JOB
Copy the records below without changing a single character.
── DATASET EXCERPTS ──
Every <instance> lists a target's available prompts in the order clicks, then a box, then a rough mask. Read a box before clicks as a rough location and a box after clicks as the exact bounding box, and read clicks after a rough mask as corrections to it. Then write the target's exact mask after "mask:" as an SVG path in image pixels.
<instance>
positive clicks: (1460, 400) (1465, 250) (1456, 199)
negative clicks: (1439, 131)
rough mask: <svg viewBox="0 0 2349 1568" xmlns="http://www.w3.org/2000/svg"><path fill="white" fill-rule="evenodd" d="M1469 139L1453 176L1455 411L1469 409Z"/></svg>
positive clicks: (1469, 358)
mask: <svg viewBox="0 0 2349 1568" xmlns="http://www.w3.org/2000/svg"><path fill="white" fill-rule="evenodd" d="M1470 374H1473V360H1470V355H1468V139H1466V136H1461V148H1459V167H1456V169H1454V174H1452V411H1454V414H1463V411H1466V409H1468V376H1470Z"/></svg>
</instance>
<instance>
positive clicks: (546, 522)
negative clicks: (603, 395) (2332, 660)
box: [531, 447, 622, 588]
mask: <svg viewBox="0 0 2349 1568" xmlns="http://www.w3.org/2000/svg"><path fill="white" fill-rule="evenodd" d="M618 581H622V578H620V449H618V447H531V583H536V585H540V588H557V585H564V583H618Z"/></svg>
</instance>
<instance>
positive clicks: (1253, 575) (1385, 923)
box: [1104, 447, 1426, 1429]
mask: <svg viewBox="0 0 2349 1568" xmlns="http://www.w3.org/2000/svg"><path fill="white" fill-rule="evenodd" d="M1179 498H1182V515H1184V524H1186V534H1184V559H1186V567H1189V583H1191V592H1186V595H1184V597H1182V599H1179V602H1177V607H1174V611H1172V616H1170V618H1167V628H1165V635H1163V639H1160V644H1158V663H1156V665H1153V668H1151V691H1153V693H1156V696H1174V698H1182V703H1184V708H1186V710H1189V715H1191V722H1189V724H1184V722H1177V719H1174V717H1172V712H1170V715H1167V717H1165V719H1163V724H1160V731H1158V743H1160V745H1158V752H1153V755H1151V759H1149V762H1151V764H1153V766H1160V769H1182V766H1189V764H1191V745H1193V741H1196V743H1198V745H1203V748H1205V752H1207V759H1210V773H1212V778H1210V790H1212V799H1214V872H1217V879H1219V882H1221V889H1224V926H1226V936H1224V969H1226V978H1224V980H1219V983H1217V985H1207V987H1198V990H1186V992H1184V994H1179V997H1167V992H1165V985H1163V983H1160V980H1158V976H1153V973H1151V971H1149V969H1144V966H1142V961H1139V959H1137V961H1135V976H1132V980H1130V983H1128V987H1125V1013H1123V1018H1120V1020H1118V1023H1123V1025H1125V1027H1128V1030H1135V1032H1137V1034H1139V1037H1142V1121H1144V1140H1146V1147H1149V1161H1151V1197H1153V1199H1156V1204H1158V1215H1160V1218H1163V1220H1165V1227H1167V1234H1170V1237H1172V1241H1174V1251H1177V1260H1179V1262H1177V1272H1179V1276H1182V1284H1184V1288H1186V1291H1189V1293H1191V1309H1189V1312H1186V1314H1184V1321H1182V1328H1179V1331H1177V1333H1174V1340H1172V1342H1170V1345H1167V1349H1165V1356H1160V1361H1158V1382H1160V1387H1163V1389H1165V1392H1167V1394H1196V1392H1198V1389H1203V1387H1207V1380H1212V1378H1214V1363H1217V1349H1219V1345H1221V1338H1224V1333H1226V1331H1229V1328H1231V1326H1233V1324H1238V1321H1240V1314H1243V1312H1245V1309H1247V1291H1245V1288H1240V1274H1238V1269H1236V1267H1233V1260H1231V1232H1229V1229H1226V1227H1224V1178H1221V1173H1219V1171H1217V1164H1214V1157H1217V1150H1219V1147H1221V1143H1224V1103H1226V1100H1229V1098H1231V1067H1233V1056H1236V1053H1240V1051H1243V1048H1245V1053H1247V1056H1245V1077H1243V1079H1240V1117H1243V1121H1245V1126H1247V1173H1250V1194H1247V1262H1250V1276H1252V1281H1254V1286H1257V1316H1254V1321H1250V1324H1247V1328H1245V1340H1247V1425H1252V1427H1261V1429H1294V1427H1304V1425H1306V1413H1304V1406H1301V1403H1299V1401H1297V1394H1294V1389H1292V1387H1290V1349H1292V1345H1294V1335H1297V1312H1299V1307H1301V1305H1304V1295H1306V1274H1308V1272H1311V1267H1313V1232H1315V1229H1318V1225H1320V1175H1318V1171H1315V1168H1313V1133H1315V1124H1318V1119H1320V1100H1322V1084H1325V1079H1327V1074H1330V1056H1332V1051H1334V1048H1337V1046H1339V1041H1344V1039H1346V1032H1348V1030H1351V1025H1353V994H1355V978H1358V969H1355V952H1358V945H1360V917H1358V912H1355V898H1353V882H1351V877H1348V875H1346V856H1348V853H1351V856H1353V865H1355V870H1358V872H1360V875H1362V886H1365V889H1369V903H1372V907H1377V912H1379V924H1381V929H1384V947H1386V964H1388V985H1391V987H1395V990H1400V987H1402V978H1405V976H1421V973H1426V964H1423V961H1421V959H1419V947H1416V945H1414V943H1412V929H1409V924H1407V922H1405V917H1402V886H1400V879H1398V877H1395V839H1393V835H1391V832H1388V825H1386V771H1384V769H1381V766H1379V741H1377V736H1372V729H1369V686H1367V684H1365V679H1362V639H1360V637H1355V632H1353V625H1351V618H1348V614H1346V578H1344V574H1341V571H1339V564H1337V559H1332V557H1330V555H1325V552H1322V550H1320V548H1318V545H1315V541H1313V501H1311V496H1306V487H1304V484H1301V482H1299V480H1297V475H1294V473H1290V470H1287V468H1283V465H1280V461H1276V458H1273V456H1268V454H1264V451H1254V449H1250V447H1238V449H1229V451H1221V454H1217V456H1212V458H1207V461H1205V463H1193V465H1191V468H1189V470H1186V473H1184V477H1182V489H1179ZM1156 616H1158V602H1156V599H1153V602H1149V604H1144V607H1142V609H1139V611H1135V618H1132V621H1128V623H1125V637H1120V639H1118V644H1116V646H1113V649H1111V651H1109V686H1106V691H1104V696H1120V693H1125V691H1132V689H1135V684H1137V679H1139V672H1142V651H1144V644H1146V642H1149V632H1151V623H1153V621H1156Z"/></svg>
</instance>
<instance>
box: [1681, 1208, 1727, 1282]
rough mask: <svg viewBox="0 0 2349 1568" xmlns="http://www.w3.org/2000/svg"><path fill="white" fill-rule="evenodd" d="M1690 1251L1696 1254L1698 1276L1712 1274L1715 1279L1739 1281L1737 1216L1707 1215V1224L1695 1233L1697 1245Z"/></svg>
───
SOLUTION TO THE PROBLEM
Every <instance> lists a target's available prompts in the order clicks, then a box, then a rough mask. Read a box before clicks as a rough location and a box after clicks as the exact bounding box, and read clicks after a rough mask as corrections to it. Then write the target's exact mask after "mask:" as an SVG path in image pixels.
<instance>
positive clicks: (1460, 400) (1465, 250) (1456, 199)
negative clicks: (1439, 131)
rough mask: <svg viewBox="0 0 2349 1568" xmlns="http://www.w3.org/2000/svg"><path fill="white" fill-rule="evenodd" d="M1469 139L1453 176L1455 411L1469 409Z"/></svg>
positive clicks: (1469, 358)
mask: <svg viewBox="0 0 2349 1568" xmlns="http://www.w3.org/2000/svg"><path fill="white" fill-rule="evenodd" d="M1470 374H1473V360H1470V355H1468V139H1466V136H1461V148H1459V167H1456V169H1454V174H1452V411H1454V414H1463V411H1466V409H1468V376H1470Z"/></svg>
</instance>
<instance>
positive clicks: (546, 522)
negative clicks: (603, 395) (2332, 660)
box: [531, 447, 622, 588]
mask: <svg viewBox="0 0 2349 1568" xmlns="http://www.w3.org/2000/svg"><path fill="white" fill-rule="evenodd" d="M618 581H622V578H620V449H618V447H531V583H536V585H540V588H557V585H564V583H618Z"/></svg>
</instance>
<instance>
positive clicks: (1253, 575) (1385, 923)
box: [1104, 447, 1426, 1429]
mask: <svg viewBox="0 0 2349 1568" xmlns="http://www.w3.org/2000/svg"><path fill="white" fill-rule="evenodd" d="M1179 498H1182V515H1184V524H1186V534H1184V559H1186V567H1189V583H1191V592H1186V595H1184V597H1182V599H1179V602H1177V607H1174V611H1172V616H1170V618H1167V628H1165V635H1163V639H1160V644H1158V663H1156V665H1153V668H1151V691H1153V693H1156V696H1174V698H1182V703H1184V708H1186V710H1189V715H1191V722H1189V724H1184V722H1177V719H1174V717H1172V712H1170V715H1167V717H1165V719H1163V724H1160V731H1158V743H1160V745H1158V752H1153V755H1151V759H1149V762H1151V764H1153V766H1160V769H1182V766H1189V764H1191V745H1193V741H1196V743H1198V745H1203V748H1205V752H1207V759H1210V773H1212V778H1210V790H1212V799H1214V872H1217V879H1219V882H1221V889H1224V926H1226V936H1224V969H1226V978H1224V980H1219V983H1217V985H1207V987H1198V990H1186V992H1184V994H1179V997H1167V992H1165V985H1163V983H1160V980H1158V976H1153V973H1151V971H1149V969H1144V966H1142V961H1139V959H1137V961H1135V976H1132V980H1130V983H1128V987H1125V1013H1123V1018H1120V1020H1118V1023H1123V1025H1125V1027H1128V1030H1135V1032H1137V1034H1139V1037H1142V1121H1144V1140H1146V1147H1149V1161H1151V1197H1153V1199H1156V1204H1158V1215H1160V1218H1163V1220H1165V1227H1167V1234H1170V1237H1172V1241H1174V1251H1177V1260H1179V1262H1177V1272H1179V1276H1182V1284H1184V1288H1186V1291H1189V1293H1191V1309H1189V1312H1186V1314H1184V1321H1182V1328H1179V1331H1177V1333H1174V1340H1172V1342H1170V1345H1167V1349H1165V1356H1160V1361H1158V1382H1160V1387H1163V1389H1165V1392H1167V1394H1196V1392H1198V1389H1203V1387H1207V1380H1212V1378H1214V1363H1217V1349H1219V1345H1221V1338H1224V1333H1226V1331H1229V1328H1231V1326H1233V1324H1238V1321H1240V1314H1243V1312H1245V1309H1247V1291H1245V1288H1240V1274H1238V1269H1236V1267H1233V1260H1231V1232H1229V1229H1226V1227H1224V1178H1221V1173H1219V1171H1217V1164H1214V1157H1217V1150H1219V1147H1221V1143H1224V1103H1226V1100H1229V1098H1231V1067H1233V1056H1236V1053H1240V1051H1243V1048H1245V1053H1247V1056H1245V1077H1243V1079H1240V1117H1243V1121H1245V1126H1247V1173H1250V1194H1247V1262H1250V1276H1252V1281H1254V1286H1257V1316H1254V1321H1250V1324H1247V1328H1245V1340H1247V1425H1252V1427H1261V1429H1294V1427H1304V1425H1306V1413H1304V1406H1301V1403H1299V1401H1297V1394H1294V1389H1292V1387H1290V1349H1292V1345H1294V1335H1297V1312H1299V1307H1301V1305H1304V1295H1306V1274H1308V1272H1311V1267H1313V1232H1315V1229H1318V1225H1320V1175H1318V1171H1315V1168H1313V1133H1315V1124H1318V1119H1320V1100H1322V1084H1325V1079H1327V1074H1330V1056H1332V1051H1334V1048H1337V1046H1339V1041H1344V1039H1346V1032H1348V1030H1351V1025H1353V994H1355V978H1358V969H1355V952H1358V945H1360V917H1358V912H1355V898H1353V882H1351V877H1348V875H1346V856H1348V853H1351V856H1353V865H1355V870H1358V872H1360V875H1362V886H1365V889H1369V903H1372V907H1377V912H1379V924H1381V929H1384V947H1386V964H1388V985H1391V987H1395V990H1400V987H1402V978H1405V976H1421V973H1426V964H1423V961H1421V959H1419V947H1416V945H1414V943H1412V929H1409V924H1407V922H1405V917H1402V886H1400V879H1398V877H1395V839H1393V835H1391V832H1388V825H1386V771H1384V769H1381V766H1379V741H1377V736H1372V729H1369V686H1367V684H1365V679H1362V639H1360V637H1355V632H1353V625H1351V618H1348V614H1346V578H1344V574H1341V571H1339V564H1337V559H1332V557H1330V555H1325V552H1322V550H1320V548H1318V545H1315V541H1313V501H1311V496H1306V487H1304V484H1301V482H1299V480H1297V475H1294V473H1290V470H1287V468H1283V465H1280V461H1276V458H1273V456H1268V454H1264V451H1254V449H1250V447H1238V449H1229V451H1221V454H1217V456H1212V458H1207V461H1205V463H1193V465H1191V468H1189V470H1186V473H1184V477H1182V489H1179ZM1156 616H1158V602H1156V599H1153V602H1149V604H1144V607H1142V609H1139V611H1135V618H1132V621H1128V623H1125V637H1120V639H1118V644H1116V646H1113V649H1111V651H1109V686H1106V691H1104V696H1120V693H1125V691H1132V689H1135V684H1137V679H1139V672H1142V651H1144V644H1146V642H1149V632H1151V623H1153V621H1156Z"/></svg>
</instance>
<instance>
box: [1681, 1208, 1727, 1282]
rough mask: <svg viewBox="0 0 2349 1568" xmlns="http://www.w3.org/2000/svg"><path fill="white" fill-rule="evenodd" d="M1690 1251L1696 1254L1698 1276L1712 1274L1715 1279L1739 1281L1737 1216L1707 1215V1224L1695 1233L1697 1245Z"/></svg>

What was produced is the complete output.